- GIVEN TASK -
Return each line below that contains the word "river", copied unchanged.

- RECORDS FOR THE EXERCISE -
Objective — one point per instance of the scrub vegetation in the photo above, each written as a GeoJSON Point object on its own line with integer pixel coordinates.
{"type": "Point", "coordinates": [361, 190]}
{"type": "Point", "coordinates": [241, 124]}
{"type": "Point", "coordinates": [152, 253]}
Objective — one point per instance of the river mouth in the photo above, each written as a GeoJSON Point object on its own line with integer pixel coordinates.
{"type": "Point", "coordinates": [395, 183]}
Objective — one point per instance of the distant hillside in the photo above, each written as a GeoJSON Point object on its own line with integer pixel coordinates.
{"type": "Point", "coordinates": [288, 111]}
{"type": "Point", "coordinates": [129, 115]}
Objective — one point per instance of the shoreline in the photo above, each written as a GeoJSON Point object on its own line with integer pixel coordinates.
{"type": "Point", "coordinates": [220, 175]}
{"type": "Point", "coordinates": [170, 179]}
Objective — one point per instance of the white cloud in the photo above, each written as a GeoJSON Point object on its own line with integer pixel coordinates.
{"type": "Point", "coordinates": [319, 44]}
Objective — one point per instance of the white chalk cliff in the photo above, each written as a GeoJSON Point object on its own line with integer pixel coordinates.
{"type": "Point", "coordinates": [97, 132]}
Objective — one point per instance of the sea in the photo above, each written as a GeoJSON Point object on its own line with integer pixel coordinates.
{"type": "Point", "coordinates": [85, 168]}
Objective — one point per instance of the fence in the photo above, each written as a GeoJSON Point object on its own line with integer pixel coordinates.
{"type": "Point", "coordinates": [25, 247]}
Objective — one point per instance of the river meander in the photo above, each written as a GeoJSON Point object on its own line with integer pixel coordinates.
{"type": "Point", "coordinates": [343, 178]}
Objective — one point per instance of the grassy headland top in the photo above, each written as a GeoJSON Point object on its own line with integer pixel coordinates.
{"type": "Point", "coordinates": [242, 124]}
* * *
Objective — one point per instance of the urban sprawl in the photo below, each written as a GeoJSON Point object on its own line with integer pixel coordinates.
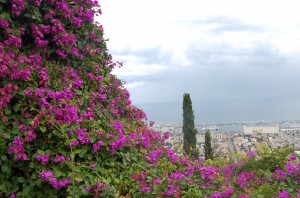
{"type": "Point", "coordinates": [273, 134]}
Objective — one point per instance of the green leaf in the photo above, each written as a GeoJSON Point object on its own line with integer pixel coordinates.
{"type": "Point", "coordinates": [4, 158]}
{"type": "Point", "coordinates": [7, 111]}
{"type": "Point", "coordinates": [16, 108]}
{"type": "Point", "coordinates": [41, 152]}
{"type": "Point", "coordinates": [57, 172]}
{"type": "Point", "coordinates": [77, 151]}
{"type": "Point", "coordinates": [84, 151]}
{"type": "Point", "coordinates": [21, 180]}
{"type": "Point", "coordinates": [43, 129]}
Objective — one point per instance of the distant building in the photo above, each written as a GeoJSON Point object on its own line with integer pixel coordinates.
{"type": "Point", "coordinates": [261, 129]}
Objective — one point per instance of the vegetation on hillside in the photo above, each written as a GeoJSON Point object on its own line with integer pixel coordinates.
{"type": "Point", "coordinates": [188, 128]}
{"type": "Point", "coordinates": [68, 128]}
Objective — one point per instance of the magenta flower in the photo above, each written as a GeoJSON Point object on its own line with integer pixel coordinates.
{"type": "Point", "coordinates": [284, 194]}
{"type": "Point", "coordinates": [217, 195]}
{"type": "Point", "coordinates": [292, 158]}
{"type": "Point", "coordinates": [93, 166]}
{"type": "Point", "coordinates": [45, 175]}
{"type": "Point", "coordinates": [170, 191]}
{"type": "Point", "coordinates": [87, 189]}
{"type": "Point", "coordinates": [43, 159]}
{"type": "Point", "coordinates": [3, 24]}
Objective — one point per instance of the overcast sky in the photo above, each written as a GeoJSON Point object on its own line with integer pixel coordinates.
==
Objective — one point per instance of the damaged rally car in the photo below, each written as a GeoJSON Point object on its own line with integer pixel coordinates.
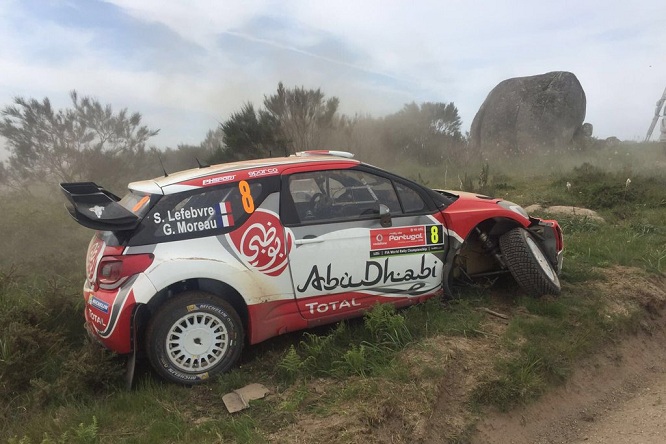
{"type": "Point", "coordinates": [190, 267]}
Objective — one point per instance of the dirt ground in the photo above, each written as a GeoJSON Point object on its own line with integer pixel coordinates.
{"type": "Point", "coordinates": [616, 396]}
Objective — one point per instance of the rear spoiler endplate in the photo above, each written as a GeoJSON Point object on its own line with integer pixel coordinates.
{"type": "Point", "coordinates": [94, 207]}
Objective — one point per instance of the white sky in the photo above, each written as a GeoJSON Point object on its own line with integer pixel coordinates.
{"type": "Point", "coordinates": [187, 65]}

- FULL RESPONSE -
Objective — one point per instance of the river mouth in the photo above, each written as a GeoJSON Point object on its own line with integer pixel coordinates.
Objective — one point per instance of the river meander in the photo above, each written as a GeoJSON Point object on its own line with integer pixel coordinates.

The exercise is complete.